Rewrite the section of the passage on lobular involution and breast cancer risk that begins with "The initial benign" and ends with "rate (P = .001).", switching "partial" to "incomplete" wherever it occurs.

==== Passage for review ====

This finding--that lobular involution constitutes a novel protective factor against breast cancer in young women with benign breast disease--is an important advance in the effort to better stratify breast cancer risk in the 1 million American women per year who under go a biopsy showing benign breast disease, Dr. Karthik Ghosh said at the San Antonio Breast Cancer Symposium.
Moreover, the lobular involution findings open the door to new breast cancer chemoprevention strategies. Lobular involution may prove to be a factor that can be modified in order to reduce risk, noted Dr. Ghosh of the Mayo Clinic, Rochester, Minn.
She reported on 4,460 women aged 18-49 years in the Mayo Benign Breast Disease Cohort who underwent excisional breast biopsy for a palpable or mammographic abnormality that proved to be benign breast disease. These young women (average age at biopsy, 39 years) have subsequently been followed for a median of 20 years, during which 7% developed invasive breast cancer.
The initial benign biopsy showed complete lobular involution (defined as a 75% or greater reduction in the number and size of breast duct lobules) in 5% of the 4,460 young women. A total of 34% had no lobular involution at all, whereas 61% had partial lobular involution, in the range of 1%-74%.
In a multivariate analysis, the women with complete lobular involution had a 32% reduction in breast cancer rate compared with the general population, which for purposes of this study came from Iowa SEER (Surveillance, Epidemiology and End Results) registry data of an upper Midwest population that is demographically similar to that of the Mayo Clinic.
Women with partial lobular involution had a 43% greater than expected breast cancer rate during 20 years of follow-up, whereas those with no involution had a 72% increased rate (P = .001).

==== Provided records ====

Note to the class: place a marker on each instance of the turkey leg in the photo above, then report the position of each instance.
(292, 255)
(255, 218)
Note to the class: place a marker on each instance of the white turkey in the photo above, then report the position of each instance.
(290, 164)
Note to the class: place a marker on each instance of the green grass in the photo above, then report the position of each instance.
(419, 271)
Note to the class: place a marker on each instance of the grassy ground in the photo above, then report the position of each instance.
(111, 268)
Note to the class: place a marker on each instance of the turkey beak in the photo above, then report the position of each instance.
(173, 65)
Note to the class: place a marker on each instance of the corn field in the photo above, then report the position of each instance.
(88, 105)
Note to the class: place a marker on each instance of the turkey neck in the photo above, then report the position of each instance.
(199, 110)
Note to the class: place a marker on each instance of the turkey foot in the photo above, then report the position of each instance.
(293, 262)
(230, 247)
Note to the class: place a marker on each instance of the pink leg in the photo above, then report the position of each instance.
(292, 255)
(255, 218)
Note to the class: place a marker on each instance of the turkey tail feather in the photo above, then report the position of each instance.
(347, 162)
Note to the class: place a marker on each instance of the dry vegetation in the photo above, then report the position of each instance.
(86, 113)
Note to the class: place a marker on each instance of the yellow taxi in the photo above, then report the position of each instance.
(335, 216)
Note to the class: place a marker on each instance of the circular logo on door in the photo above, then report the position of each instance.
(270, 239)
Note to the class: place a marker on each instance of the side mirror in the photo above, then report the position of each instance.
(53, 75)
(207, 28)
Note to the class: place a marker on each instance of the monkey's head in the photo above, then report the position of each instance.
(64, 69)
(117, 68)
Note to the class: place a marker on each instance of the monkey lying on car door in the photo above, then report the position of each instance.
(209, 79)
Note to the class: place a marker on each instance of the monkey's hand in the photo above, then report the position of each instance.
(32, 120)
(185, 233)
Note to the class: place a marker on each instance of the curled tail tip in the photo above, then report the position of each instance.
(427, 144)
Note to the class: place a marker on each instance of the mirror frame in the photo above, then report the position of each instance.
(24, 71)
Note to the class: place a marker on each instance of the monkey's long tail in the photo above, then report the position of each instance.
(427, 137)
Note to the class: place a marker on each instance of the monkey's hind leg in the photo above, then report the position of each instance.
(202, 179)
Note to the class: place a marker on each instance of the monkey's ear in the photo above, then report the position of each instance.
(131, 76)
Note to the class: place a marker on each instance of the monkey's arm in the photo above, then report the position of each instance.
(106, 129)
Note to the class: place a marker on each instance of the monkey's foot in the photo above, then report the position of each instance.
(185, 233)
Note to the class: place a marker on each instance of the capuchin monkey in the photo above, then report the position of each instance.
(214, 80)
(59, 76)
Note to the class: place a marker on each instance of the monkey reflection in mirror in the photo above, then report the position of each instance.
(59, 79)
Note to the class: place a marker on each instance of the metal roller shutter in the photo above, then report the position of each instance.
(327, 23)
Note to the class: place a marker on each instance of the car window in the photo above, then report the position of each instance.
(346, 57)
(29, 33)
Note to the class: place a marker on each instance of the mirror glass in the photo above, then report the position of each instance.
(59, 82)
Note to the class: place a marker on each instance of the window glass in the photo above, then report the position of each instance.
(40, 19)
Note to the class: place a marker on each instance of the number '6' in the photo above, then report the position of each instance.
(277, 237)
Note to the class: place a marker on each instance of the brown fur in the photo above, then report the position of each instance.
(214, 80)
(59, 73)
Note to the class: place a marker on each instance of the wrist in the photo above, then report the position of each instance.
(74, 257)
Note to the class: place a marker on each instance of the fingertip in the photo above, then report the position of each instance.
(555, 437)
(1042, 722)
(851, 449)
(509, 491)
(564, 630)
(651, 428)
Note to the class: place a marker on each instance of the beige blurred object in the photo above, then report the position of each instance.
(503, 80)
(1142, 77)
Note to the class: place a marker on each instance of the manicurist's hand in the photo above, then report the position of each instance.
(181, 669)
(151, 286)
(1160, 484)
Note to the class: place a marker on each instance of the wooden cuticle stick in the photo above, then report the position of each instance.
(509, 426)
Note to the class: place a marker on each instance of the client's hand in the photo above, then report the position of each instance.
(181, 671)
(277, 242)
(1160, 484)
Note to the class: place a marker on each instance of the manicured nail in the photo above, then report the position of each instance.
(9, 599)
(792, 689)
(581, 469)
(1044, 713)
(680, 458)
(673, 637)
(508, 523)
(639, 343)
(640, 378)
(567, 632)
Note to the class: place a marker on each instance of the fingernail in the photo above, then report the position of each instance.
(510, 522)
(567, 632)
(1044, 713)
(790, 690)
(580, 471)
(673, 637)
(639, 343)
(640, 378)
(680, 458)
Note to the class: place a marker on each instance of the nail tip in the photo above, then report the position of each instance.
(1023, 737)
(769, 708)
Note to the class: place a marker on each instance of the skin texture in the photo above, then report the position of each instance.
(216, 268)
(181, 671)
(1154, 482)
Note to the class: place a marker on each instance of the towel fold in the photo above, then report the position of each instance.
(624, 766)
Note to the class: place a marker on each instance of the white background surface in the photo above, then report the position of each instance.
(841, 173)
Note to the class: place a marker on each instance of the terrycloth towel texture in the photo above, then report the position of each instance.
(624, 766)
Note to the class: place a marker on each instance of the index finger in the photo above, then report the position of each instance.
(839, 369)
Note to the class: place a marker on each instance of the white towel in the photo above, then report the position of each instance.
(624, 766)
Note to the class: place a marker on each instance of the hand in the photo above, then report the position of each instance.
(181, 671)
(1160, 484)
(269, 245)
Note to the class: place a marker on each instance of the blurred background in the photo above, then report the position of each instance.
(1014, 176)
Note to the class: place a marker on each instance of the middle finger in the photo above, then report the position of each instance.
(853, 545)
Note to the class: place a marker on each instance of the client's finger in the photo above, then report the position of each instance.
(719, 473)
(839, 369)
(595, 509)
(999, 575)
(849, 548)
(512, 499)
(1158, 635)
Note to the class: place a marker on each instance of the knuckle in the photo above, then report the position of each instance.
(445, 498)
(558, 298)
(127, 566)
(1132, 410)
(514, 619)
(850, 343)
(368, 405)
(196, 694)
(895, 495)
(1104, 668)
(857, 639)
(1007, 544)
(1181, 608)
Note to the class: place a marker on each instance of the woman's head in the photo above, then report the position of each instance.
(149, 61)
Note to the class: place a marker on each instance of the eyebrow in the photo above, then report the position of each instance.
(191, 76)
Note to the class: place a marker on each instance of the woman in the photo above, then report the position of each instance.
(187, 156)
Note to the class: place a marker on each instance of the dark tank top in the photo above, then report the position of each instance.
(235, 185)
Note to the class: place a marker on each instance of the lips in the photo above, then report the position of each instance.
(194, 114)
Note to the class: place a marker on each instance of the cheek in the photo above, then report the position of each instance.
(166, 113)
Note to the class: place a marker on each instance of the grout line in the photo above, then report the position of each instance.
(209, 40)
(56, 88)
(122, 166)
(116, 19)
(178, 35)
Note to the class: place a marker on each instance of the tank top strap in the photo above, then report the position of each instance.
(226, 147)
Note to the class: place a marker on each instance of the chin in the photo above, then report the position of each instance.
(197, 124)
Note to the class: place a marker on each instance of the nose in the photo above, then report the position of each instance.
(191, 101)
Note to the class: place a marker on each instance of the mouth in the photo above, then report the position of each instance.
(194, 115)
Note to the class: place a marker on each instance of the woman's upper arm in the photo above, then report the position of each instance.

====

§ Completed task
The initial benign biopsy showed complete lobular involution (defined as a 75% or greater reduction in the number and size of breast duct lobules) in 5% of the 4,460 young women. A total of 34% had no lobular involution at all, whereas 61% had incomplete lobular involution, in the range of 1%-74%.
In a multivariate analysis, the women with complete lobular involution had a 32% reduction in breast cancer rate compared with the general population, which for purposes of this study came from Iowa SEER (Surveillance, Epidemiology and End Results) registry data of an upper Midwest population that is demographically similar to that of the Mayo Clinic.
Women with incomplete lobular involution had a 43% greater than expected breast cancer rate during 20 years of follow-up, whereas those with no involution had a 72% increased rate (P = .001).